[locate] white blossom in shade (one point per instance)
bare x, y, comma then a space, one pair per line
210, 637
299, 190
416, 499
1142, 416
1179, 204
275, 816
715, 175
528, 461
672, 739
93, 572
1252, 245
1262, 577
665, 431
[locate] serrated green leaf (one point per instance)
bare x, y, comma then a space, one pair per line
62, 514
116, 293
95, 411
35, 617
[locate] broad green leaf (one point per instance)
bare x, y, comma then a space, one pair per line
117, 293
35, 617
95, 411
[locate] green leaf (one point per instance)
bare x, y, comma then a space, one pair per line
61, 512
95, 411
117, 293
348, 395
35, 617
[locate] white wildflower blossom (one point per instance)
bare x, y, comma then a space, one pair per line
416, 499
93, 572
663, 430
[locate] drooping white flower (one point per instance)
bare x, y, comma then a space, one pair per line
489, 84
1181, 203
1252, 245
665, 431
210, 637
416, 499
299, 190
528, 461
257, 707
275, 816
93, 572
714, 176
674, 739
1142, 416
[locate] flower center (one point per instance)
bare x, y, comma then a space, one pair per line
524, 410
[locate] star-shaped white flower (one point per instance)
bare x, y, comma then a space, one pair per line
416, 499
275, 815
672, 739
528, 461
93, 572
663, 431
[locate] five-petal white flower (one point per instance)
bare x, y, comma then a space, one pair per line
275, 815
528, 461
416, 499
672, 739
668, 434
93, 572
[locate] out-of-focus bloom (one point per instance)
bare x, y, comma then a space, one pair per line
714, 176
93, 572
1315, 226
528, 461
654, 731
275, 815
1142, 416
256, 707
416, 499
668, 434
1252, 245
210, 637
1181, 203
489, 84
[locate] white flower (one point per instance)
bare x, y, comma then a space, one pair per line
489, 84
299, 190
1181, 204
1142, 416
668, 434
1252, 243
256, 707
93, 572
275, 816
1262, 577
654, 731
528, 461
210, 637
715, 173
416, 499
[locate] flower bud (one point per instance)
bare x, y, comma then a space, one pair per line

--

DESCRIPTION OF THE TASK: Keep only the lines from the one containing "[locate] out-of-focus bloom" to the end of the entries, and repeat them exactly.

WRITTEN ANSWER:
[locate] out-of-focus bloom (one point per instance)
bare x, y, comma then a space, one pair per line
714, 176
93, 572
1315, 226
528, 461
654, 731
275, 815
1142, 416
256, 707
416, 499
668, 434
1252, 245
210, 637
1181, 203
489, 84
[locate] white flower (one point per instance)
bare x, y, comma then a space, one pair per line
489, 84
299, 190
1181, 204
1142, 416
668, 434
1252, 243
256, 707
93, 572
275, 816
1262, 577
654, 731
528, 461
210, 637
715, 173
416, 499
[locate] flower bud (one point per instance)
bare x, y, comma then a space, one pair per line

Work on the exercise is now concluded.